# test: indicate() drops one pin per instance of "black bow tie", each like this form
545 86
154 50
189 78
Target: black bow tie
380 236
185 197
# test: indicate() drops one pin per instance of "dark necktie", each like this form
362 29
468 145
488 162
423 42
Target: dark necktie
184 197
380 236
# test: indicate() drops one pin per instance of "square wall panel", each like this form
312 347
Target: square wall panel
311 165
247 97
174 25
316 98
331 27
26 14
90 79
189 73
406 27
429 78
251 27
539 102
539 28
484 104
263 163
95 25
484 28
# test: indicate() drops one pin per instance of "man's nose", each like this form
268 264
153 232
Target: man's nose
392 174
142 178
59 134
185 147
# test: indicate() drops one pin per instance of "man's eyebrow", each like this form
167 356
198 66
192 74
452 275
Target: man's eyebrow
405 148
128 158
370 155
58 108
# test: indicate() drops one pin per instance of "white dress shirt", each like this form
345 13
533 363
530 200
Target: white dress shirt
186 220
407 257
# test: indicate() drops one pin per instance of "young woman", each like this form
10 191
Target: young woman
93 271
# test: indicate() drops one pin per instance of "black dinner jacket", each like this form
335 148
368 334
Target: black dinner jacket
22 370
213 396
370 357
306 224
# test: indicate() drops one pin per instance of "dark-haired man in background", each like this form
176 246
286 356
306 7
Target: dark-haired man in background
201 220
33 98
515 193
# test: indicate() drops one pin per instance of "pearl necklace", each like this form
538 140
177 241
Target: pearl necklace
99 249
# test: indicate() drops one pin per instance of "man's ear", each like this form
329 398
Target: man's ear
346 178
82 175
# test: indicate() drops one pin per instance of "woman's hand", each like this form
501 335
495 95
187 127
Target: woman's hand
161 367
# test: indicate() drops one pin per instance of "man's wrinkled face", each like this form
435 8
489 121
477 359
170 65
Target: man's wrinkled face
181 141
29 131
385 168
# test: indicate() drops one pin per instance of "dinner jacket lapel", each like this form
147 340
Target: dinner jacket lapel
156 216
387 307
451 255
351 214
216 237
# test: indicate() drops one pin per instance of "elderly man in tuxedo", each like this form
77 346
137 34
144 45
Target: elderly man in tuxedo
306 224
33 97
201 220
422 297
__________
**Task**
Count the lines in the items above that contain the word "panel". Reply with the number alone.

**Written solution**
2